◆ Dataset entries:

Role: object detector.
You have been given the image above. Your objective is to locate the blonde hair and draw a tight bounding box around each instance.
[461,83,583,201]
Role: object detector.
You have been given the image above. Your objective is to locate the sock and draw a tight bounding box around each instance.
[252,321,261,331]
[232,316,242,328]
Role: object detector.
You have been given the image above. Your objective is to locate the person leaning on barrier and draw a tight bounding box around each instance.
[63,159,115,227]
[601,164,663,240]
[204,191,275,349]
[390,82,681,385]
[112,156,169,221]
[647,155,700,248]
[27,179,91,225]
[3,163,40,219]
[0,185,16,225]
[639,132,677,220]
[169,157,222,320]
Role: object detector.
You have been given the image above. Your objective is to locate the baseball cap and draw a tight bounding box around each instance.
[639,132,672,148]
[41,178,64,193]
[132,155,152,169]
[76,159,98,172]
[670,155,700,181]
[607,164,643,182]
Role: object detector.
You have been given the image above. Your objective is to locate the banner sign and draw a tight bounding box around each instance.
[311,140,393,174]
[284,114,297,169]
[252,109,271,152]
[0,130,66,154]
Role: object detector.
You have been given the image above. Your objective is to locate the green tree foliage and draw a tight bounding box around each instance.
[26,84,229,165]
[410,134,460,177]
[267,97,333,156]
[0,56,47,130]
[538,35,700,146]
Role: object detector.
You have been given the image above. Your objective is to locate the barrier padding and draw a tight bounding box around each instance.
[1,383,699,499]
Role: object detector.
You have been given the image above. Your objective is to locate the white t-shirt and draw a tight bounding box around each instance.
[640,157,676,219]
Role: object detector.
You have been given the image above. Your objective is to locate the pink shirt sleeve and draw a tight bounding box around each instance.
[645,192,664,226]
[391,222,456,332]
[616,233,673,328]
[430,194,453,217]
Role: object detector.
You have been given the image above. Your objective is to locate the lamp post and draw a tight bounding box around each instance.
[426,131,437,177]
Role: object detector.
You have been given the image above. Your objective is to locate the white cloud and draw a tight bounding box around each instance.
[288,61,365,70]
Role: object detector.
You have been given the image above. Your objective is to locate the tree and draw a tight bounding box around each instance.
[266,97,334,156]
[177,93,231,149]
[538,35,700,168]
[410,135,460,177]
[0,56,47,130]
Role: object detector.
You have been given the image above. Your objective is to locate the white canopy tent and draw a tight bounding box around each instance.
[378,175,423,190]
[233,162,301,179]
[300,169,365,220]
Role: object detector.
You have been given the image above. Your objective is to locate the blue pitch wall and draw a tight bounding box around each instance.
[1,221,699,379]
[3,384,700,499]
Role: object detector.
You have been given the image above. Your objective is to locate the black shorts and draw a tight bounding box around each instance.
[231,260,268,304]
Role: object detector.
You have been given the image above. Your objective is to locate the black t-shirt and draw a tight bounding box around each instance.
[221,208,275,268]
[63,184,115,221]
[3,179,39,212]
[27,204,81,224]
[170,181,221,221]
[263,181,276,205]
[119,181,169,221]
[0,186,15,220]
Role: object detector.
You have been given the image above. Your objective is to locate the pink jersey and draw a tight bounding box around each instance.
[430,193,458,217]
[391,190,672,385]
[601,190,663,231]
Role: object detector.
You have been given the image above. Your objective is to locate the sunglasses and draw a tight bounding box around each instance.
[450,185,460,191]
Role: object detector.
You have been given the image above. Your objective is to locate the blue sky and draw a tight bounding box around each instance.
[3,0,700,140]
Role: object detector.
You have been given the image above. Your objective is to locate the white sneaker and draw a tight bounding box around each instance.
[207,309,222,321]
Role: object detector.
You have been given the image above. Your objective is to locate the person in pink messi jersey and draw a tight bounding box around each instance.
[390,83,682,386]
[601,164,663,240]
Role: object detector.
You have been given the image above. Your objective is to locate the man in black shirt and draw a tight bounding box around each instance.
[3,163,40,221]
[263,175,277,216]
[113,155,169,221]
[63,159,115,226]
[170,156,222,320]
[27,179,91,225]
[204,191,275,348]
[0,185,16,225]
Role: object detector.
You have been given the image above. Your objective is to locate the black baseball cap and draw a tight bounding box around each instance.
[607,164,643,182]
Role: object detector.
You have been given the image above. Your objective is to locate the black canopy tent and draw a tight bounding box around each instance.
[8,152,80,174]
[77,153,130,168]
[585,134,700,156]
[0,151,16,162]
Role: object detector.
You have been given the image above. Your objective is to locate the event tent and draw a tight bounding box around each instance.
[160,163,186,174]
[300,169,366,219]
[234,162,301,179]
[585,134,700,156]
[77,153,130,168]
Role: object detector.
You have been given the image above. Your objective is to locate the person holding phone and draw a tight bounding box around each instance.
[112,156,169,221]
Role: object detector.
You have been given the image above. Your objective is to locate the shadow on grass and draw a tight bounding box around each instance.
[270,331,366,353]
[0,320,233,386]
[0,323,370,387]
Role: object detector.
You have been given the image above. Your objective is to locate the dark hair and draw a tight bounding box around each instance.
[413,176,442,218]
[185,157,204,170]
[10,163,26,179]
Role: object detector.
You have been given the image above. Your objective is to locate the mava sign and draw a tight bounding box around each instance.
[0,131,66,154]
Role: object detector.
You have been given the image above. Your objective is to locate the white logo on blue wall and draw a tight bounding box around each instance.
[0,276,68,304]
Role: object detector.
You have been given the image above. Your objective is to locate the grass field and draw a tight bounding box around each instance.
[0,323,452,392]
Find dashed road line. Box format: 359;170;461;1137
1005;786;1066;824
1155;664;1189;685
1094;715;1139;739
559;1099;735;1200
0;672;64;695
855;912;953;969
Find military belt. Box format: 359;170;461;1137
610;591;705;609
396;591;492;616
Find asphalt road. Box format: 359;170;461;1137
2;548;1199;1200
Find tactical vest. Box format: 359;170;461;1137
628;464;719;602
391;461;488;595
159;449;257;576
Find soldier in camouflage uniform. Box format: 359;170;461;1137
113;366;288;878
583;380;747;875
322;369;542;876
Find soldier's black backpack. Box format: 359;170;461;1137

◆ Problem requirements: Each entry above must be repeated exactly, with nothing dropped.

◆ Written reply:
Role: object detector.
You have been given the image above. Your objective is to locate the blonde hair and draw a tight bounding box around each instance.
[461,83,583,201]
Role: object detector.
You have been given the image above. Your objective is to locate the sock and draw a tight bounding box around each instance.
[252,321,261,331]
[232,316,242,328]
Role: object detector.
You have been given the image above. Your objective is to locate the person leaning on barrier and draw a tight bounding box around each instance.
[63,159,115,227]
[601,164,663,240]
[204,191,275,349]
[390,82,681,385]
[112,156,169,221]
[647,155,700,248]
[27,179,91,225]
[3,163,40,219]
[0,185,16,225]
[639,132,677,220]
[169,157,222,320]
Role: object detector.
You have been given the image above. Your objective is to locate the baseball cap and draw a tight bounding box around each instance.
[639,132,672,148]
[41,178,64,193]
[132,155,152,169]
[76,159,98,172]
[670,155,700,181]
[607,164,643,182]
Role: object detector.
You have been given the image above. Your objective is to locate the banner sign and draw a tight bounding box around each instance.
[311,140,393,174]
[284,114,297,169]
[252,109,271,152]
[0,130,66,154]
Role: object detector.
You have been given the image above. Your objective is to locate the green tree foliage and draw a tight bounding box around each instance.
[26,84,229,165]
[410,134,460,177]
[267,97,333,156]
[0,56,47,130]
[538,35,700,146]
Role: object detector.
You have been given the image above. Your objective is to locate the barrier padding and draw a tight bounding box around each instance.
[1,383,699,499]
Role: object detector.
You have been given the image above. Your objective is to locate the white t-shirt and draw a tight bounding box around each instance.
[640,157,676,219]
Role: object detector.
You have been given the image above. Your objective is to locate the pink shirt sleeve and draw a tight bounding box around each instance.
[645,192,664,226]
[391,222,456,332]
[616,233,673,328]
[430,194,453,217]
Role: object detector.
You have been given the image above. Your objective is to locate the lamp post and draw a tight bounding box around each instance.
[426,131,437,177]
Role: object detector.
You have been given the image above. Your objective is to locate the white cloud and draw a tight bounding box around each instance.
[288,61,365,70]
Role: object detector.
You have been given the image above. Your objective is to locate the tree and draw a tight bounding box around each instance.
[266,97,334,156]
[177,93,231,149]
[538,35,700,168]
[410,135,460,177]
[0,56,47,130]
Role: object detector.
You have been given the image above. Your objective is to locate the white canopy tent and draw a tight bounding box around each instance.
[378,175,423,190]
[233,162,301,179]
[300,169,365,220]
Role: object detector.
You have been given the image above. Your objective is to locate the blue pitch wall and draw a tight bounding box around each instance.
[1,221,699,379]
[3,384,700,499]
Role: object detector.
You have been given the image above. Your objective is to locate the black shorts and draw a tight bounding box around each instance.
[231,260,268,304]
Role: object detector.
You have been given the image above. Your objective is to locate the black t-shirt and draw a tight bounding box around each instance.
[221,208,275,268]
[63,184,115,221]
[3,179,39,212]
[27,204,81,224]
[170,181,221,221]
[263,181,276,205]
[119,181,169,221]
[0,186,15,220]
Role: object detector.
You have been given the image above. Your objective is to locate the pink jersey and draw a tight bounding box around each instance.
[430,193,458,217]
[391,190,672,385]
[601,190,663,231]
Role: object detector.
You have been given the image above. Your objective is to locate the sunglasses and draw a tight bounding box around each instance.
[450,185,460,191]
Role: object detector.
You have been given the image above. Your objective is to locate the blue sky and draw a tight bounding box around each instance.
[3,0,700,140]
Role: object detector.
You have been given the image above. Your objective is to locate the white sneaker and draw a tight bounding box around each instance.
[207,309,222,321]
Role: object detector.
You have been given the image above. Your objective is to locate the person in pink messi jersey and draw a tight bounding box around each instance.
[390,83,682,386]
[601,164,663,240]
Role: object detector.
You have been given the image above. Your objective is to locate the man in black shirt and draw a tight bounding box around each instance.
[3,163,40,221]
[263,175,277,216]
[113,155,169,221]
[63,159,115,226]
[170,156,222,320]
[27,179,91,225]
[204,191,275,348]
[0,185,16,225]
Role: object detector.
You have been given the image above. Your objective is to locate the black baseball cap and draw a tight bounding box around each instance.
[607,164,643,182]
Role: object detector.
You have been given the image above. Your objective is to locate the black canopy tent and draw a tight bounding box around each instance.
[8,152,80,174]
[77,153,130,168]
[585,134,700,156]
[0,151,16,162]
Role: object detector.
You have been given the image above. Your objective is to locate the event tent and draw a tight bounding box around each instance.
[160,163,186,174]
[300,169,366,219]
[234,162,301,179]
[585,134,700,156]
[77,153,130,168]
Role: object detector.
You have been given the image above. Your objective is to locate the person holding phone and draw a tight bounding box around each instance.
[112,156,169,221]
Role: object detector.
You have been given the image above. Your objective is to locate the shadow on grass and draw a tight bounding box around each instance.
[270,331,366,353]
[0,320,233,386]
[0,323,370,387]
Role: object detector.
You have been given the image above. Your objective is to locate the dark hair and draw a tight bounding box around each instance.
[413,176,442,218]
[185,157,204,170]
[10,163,26,179]
Role: object detector.
You have been given the image above. Your objective is to locate the mava sign and draw a tight bounding box around each instance.
[0,131,66,154]
Role: object detector.
You have been given the image above. Your objective is to locate the white logo on blue wall and draw a tight bounding box around each instance.
[0,276,68,304]
Role: object detector.
You have been given the image above. Your objective is to locate the grass field and draw a tight bounding box around each instance.
[0,323,452,392]
Find dashed road line. Box format: 359;170;461;1137
1005;786;1066;824
1155;664;1189;685
1094;715;1139;739
559;1099;735;1200
0;672;64;695
855;912;953;969
Find military belt. Box format: 359;170;461;1137
610;591;705;609
396;591;492;616
Find asphalt road. Box format: 359;170;461;1137
2;548;1199;1200
Find tactical vest. Box format: 359;170;461;1137
628;464;719;602
391;461;488;595
159;449;257;576
Find soldier in camouflage uniform. Box format: 359;170;461;1137
113;366;288;878
583;380;747;875
322;369;542;876
Find soldier's black backpack. Box format: 359;170;461;1137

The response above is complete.